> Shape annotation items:

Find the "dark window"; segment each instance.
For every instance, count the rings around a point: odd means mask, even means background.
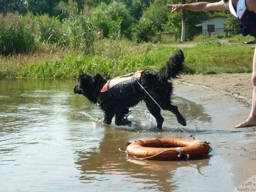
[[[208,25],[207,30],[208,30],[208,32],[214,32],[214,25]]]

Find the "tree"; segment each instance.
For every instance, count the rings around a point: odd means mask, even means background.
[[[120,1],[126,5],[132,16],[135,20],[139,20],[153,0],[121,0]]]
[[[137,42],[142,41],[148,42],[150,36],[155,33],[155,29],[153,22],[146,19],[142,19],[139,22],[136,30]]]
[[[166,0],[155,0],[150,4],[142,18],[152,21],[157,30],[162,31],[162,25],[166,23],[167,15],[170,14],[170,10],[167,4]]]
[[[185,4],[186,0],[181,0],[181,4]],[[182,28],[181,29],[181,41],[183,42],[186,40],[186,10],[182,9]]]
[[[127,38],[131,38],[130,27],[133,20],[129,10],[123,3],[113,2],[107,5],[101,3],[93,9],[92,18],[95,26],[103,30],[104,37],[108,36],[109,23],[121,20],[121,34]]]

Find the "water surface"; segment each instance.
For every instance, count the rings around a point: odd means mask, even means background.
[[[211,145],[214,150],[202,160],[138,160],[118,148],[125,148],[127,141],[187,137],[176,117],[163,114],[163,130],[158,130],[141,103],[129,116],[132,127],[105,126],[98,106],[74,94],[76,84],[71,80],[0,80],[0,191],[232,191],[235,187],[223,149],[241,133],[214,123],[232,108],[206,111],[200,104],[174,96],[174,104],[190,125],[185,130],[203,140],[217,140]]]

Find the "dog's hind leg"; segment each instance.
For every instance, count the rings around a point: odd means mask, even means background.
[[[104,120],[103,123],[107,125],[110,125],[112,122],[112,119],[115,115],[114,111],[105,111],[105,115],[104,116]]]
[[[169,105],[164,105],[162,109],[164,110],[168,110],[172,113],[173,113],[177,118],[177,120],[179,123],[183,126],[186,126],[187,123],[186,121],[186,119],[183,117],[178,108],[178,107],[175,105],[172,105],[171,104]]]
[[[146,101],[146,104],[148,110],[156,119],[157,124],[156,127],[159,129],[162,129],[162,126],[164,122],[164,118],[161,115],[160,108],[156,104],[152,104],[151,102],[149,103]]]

> Problem: Rewrite every line of the items from the start through the line containing "[[[208,25],[207,30],[208,30],[208,32],[214,32],[214,25]]]", requests included, scaling the outline coordinates in the answers by 1.55 and rounding each to a whole number, halves up. Leave the pictures out.

> Written reply:
Find the "dark window"; segment each instance.
For every instance, count the rings around a point: odd means mask, even means background.
[[[322,39],[321,47],[322,47],[322,50],[332,50],[332,39]]]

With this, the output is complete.